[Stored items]
══════
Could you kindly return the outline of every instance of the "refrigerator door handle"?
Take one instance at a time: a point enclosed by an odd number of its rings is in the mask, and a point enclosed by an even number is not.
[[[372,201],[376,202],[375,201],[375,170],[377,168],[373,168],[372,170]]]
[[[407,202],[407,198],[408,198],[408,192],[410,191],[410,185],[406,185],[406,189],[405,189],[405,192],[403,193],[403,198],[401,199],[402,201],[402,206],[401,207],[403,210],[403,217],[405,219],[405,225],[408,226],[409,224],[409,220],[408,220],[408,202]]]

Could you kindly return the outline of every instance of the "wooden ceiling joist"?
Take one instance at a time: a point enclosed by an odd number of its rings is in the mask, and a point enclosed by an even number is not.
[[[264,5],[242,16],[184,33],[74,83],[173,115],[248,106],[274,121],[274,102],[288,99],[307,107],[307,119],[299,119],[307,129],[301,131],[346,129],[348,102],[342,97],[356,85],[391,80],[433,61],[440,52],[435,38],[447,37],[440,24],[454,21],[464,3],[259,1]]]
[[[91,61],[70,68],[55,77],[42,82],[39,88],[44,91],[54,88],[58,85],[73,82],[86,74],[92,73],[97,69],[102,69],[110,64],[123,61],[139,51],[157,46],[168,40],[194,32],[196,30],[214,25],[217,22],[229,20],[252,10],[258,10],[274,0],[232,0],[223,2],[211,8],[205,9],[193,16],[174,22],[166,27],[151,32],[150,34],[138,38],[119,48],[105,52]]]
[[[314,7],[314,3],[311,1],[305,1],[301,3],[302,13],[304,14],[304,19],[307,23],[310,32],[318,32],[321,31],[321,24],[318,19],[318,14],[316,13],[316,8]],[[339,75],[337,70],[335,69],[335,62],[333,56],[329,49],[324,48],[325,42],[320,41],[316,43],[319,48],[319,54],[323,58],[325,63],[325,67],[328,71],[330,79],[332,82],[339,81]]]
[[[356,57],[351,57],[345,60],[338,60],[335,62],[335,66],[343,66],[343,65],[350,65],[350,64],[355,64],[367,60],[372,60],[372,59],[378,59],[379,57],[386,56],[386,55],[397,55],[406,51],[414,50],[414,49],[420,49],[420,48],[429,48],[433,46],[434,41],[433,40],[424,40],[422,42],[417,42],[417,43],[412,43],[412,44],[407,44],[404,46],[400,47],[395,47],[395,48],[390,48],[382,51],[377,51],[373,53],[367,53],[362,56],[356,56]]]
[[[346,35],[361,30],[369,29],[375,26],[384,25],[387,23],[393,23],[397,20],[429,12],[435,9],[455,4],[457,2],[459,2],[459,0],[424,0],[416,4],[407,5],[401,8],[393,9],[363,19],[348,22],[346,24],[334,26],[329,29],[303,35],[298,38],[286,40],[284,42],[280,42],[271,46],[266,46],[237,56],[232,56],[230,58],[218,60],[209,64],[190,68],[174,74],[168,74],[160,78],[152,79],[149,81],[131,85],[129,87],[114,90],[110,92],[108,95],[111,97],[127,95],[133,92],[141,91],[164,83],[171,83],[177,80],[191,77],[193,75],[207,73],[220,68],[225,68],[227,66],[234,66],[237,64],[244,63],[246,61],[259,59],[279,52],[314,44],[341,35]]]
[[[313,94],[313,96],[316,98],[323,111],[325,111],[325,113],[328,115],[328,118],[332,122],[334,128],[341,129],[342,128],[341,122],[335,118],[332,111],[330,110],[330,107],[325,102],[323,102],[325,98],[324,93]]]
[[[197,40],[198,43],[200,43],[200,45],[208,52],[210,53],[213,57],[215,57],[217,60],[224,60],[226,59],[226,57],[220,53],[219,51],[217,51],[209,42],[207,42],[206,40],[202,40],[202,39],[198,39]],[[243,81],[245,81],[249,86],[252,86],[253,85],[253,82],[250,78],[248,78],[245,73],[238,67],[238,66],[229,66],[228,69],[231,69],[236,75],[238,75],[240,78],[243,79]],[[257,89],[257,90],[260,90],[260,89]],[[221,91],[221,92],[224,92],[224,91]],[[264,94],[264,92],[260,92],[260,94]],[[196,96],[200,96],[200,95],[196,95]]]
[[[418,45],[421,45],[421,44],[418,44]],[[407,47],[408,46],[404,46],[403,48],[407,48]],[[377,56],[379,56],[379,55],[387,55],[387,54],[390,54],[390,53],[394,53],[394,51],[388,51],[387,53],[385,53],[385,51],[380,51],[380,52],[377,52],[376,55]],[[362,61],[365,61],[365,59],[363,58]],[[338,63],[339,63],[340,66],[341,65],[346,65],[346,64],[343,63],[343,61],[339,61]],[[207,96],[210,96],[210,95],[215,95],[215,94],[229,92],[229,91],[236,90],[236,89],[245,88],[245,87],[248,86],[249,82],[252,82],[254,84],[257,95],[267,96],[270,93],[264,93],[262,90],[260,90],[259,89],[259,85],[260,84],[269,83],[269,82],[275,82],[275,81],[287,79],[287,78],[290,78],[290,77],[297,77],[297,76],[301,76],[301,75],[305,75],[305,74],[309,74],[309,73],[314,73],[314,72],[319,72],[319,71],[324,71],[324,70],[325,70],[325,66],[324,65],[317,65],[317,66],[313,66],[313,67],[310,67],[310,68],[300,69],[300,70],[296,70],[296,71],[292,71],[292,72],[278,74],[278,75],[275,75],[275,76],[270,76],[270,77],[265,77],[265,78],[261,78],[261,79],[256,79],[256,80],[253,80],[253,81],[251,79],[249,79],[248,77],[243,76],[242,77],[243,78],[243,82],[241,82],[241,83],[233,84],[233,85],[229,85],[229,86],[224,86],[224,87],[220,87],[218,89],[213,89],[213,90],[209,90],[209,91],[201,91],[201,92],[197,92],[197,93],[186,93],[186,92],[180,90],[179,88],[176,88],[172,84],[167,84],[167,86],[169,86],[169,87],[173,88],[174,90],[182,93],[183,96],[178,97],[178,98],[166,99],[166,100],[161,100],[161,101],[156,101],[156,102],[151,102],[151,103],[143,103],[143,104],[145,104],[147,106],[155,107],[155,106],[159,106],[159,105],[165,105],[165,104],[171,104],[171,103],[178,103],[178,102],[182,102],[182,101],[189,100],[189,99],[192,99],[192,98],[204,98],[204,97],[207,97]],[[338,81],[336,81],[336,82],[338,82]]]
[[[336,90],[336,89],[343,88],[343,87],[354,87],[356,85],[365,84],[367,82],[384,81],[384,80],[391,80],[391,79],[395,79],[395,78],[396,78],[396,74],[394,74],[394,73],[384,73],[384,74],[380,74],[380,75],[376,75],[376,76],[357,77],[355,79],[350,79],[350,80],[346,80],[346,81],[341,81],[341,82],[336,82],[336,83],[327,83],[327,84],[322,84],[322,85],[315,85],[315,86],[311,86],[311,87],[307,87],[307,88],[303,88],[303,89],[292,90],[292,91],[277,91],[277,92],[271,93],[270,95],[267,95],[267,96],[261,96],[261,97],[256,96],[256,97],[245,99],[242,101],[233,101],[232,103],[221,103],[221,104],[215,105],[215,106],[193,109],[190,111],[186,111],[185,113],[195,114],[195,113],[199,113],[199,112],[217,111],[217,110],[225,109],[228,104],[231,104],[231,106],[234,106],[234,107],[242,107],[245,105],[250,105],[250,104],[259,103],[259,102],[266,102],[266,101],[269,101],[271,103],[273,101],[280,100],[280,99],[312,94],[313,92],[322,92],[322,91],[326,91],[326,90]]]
══════
_Your assignment_. For each line in the entries that contains the string "kindly", make a copy.

_Answer to the exercise_.
Could you kindly return the outline of every instance of the "refrigerator door handle"?
Could you kindly return the outline of every instance of the "wooden ceiling joist"?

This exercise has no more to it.